## What you have to do
Output all records precisely as written.
** Data supplied follows **
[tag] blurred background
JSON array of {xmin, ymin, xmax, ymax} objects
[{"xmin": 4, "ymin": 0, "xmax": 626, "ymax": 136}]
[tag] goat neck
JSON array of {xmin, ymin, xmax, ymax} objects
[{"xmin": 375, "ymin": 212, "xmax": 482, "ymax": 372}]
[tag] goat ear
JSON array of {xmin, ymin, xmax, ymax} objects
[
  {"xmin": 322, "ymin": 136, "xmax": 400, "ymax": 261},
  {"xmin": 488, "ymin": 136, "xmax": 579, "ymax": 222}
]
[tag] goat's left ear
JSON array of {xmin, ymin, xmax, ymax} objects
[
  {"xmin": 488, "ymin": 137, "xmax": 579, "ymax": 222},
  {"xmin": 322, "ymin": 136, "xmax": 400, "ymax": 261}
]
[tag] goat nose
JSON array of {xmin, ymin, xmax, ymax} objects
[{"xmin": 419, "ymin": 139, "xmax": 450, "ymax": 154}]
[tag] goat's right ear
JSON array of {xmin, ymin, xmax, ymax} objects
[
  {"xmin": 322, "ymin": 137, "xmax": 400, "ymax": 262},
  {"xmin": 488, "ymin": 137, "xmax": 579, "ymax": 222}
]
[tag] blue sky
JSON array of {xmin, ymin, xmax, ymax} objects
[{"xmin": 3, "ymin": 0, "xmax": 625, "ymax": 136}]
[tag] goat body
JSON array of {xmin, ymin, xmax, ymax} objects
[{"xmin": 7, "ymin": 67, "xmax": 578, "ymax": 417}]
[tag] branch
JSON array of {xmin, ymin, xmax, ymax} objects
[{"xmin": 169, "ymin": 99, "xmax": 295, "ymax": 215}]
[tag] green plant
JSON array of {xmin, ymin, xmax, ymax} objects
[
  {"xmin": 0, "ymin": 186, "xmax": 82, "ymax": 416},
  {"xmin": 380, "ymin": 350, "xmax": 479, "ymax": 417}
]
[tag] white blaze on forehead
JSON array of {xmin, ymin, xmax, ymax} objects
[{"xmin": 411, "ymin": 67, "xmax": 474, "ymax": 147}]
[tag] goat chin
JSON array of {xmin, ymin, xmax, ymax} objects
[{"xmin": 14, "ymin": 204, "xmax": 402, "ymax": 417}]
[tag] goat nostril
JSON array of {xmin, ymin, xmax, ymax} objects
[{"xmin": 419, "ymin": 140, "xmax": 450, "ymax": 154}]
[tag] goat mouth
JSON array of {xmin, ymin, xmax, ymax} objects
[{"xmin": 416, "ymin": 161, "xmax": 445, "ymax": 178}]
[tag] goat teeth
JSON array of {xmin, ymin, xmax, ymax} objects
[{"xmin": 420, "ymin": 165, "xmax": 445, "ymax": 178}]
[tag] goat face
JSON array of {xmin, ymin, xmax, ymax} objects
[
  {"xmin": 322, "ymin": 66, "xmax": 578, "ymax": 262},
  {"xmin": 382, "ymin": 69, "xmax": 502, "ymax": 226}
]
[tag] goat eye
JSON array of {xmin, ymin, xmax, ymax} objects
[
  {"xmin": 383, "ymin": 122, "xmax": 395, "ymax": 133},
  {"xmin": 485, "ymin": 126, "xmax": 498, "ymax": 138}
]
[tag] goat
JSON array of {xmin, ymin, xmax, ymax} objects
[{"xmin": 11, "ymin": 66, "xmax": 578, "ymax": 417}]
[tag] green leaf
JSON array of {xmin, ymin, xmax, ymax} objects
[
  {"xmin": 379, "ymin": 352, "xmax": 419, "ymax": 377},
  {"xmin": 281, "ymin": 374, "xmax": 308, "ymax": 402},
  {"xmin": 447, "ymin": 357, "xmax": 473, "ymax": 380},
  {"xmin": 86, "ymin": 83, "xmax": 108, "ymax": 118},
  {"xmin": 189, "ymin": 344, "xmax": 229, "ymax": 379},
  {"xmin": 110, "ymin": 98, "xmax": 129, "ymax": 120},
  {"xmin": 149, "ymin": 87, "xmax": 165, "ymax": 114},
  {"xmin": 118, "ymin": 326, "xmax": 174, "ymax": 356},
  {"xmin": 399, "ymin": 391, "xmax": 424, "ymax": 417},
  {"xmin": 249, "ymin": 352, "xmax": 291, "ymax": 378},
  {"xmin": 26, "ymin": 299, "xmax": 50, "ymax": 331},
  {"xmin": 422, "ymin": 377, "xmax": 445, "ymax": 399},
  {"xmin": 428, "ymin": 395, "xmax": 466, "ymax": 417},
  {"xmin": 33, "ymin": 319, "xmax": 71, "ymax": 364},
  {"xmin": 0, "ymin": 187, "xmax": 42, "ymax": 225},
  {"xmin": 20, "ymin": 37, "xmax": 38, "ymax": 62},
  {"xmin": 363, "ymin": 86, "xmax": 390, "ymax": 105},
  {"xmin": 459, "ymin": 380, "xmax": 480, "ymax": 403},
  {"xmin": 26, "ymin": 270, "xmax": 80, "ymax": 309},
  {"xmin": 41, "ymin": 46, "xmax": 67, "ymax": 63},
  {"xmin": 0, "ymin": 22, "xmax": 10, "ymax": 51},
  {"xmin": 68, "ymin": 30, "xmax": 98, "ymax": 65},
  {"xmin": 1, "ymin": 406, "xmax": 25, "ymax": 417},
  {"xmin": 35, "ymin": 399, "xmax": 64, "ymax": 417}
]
** End of Data supplied **
## Answer to the exercise
[tag] blurred background
JSON array of {xmin, ymin, xmax, ymax} objects
[{"xmin": 4, "ymin": 0, "xmax": 626, "ymax": 136}]
[tag] goat neck
JSON array of {xmin, ymin, xmax, ymax} objects
[{"xmin": 375, "ymin": 212, "xmax": 482, "ymax": 372}]
[tag] goat ear
JSON array of {xmin, ymin, xmax, ymax} objects
[
  {"xmin": 322, "ymin": 136, "xmax": 400, "ymax": 261},
  {"xmin": 488, "ymin": 136, "xmax": 579, "ymax": 222}
]
[tag] goat's left ear
JSON array of {xmin, ymin, xmax, ymax} objects
[
  {"xmin": 488, "ymin": 137, "xmax": 579, "ymax": 222},
  {"xmin": 322, "ymin": 136, "xmax": 400, "ymax": 261}
]
[tag] goat nose
JSON array of {xmin, ymin, xmax, ymax} objects
[{"xmin": 419, "ymin": 139, "xmax": 450, "ymax": 154}]
[tag] goat's right ear
JSON array of {xmin, ymin, xmax, ymax} objects
[
  {"xmin": 322, "ymin": 137, "xmax": 400, "ymax": 262},
  {"xmin": 488, "ymin": 137, "xmax": 579, "ymax": 222}
]
[tag] blue sky
JSON array of {xmin, ymin, xmax, ymax} objects
[{"xmin": 3, "ymin": 0, "xmax": 625, "ymax": 136}]
[tag] goat body
JSON array of {xmin, ymin, xmax, ymax} objects
[{"xmin": 7, "ymin": 67, "xmax": 578, "ymax": 417}]
[tag] branch
JSON array of {xmin, ymin, xmax, ymax} objects
[{"xmin": 169, "ymin": 99, "xmax": 295, "ymax": 215}]
[tag] green plant
JSON array of {xmin, ymin, xmax, ymax} objects
[
  {"xmin": 0, "ymin": 186, "xmax": 82, "ymax": 416},
  {"xmin": 380, "ymin": 350, "xmax": 479, "ymax": 417}
]
[tag] white blaze on forehead
JSON array of {xmin, ymin, xmax, ymax} objects
[{"xmin": 411, "ymin": 67, "xmax": 474, "ymax": 147}]
[tag] goat chin
JSON array of {xmin, ymin, xmax, ymax} objects
[{"xmin": 14, "ymin": 204, "xmax": 402, "ymax": 417}]
[tag] goat nostril
JSON array of {xmin, ymin, xmax, ymax} objects
[{"xmin": 419, "ymin": 140, "xmax": 450, "ymax": 154}]
[tag] goat mouth
JSON array of {xmin, ymin, xmax, ymax} objects
[{"xmin": 416, "ymin": 161, "xmax": 445, "ymax": 178}]
[tag] goat teeth
JSON array of {xmin, ymin, xmax, ymax} objects
[{"xmin": 420, "ymin": 165, "xmax": 445, "ymax": 178}]
[tag] goat face
JSON array of {xmin, ymin, xmax, ymax} objects
[
  {"xmin": 322, "ymin": 66, "xmax": 578, "ymax": 262},
  {"xmin": 382, "ymin": 69, "xmax": 502, "ymax": 226}
]
[tag] goat eye
JSON array of {xmin, ymin, xmax, ymax} objects
[
  {"xmin": 383, "ymin": 122, "xmax": 395, "ymax": 133},
  {"xmin": 485, "ymin": 126, "xmax": 498, "ymax": 138}
]
[tag] goat
JSON array of {xmin, ymin, xmax, ymax} objects
[{"xmin": 11, "ymin": 66, "xmax": 578, "ymax": 417}]
[tag] green leaf
JSON array of {xmin, ymin, xmax, ymax} objects
[
  {"xmin": 379, "ymin": 352, "xmax": 419, "ymax": 377},
  {"xmin": 281, "ymin": 374, "xmax": 308, "ymax": 402},
  {"xmin": 447, "ymin": 357, "xmax": 473, "ymax": 380},
  {"xmin": 86, "ymin": 83, "xmax": 108, "ymax": 118},
  {"xmin": 189, "ymin": 344, "xmax": 229, "ymax": 379},
  {"xmin": 110, "ymin": 98, "xmax": 129, "ymax": 120},
  {"xmin": 149, "ymin": 87, "xmax": 165, "ymax": 114},
  {"xmin": 118, "ymin": 326, "xmax": 174, "ymax": 356},
  {"xmin": 399, "ymin": 391, "xmax": 424, "ymax": 417},
  {"xmin": 249, "ymin": 352, "xmax": 291, "ymax": 378},
  {"xmin": 26, "ymin": 299, "xmax": 50, "ymax": 331},
  {"xmin": 422, "ymin": 377, "xmax": 445, "ymax": 399},
  {"xmin": 428, "ymin": 395, "xmax": 466, "ymax": 417},
  {"xmin": 33, "ymin": 319, "xmax": 71, "ymax": 364},
  {"xmin": 0, "ymin": 187, "xmax": 42, "ymax": 225},
  {"xmin": 20, "ymin": 37, "xmax": 38, "ymax": 62},
  {"xmin": 363, "ymin": 86, "xmax": 390, "ymax": 105},
  {"xmin": 459, "ymin": 380, "xmax": 480, "ymax": 403},
  {"xmin": 26, "ymin": 270, "xmax": 80, "ymax": 309},
  {"xmin": 41, "ymin": 46, "xmax": 67, "ymax": 63},
  {"xmin": 0, "ymin": 22, "xmax": 10, "ymax": 51},
  {"xmin": 68, "ymin": 30, "xmax": 98, "ymax": 65},
  {"xmin": 1, "ymin": 406, "xmax": 25, "ymax": 417},
  {"xmin": 35, "ymin": 399, "xmax": 64, "ymax": 417}
]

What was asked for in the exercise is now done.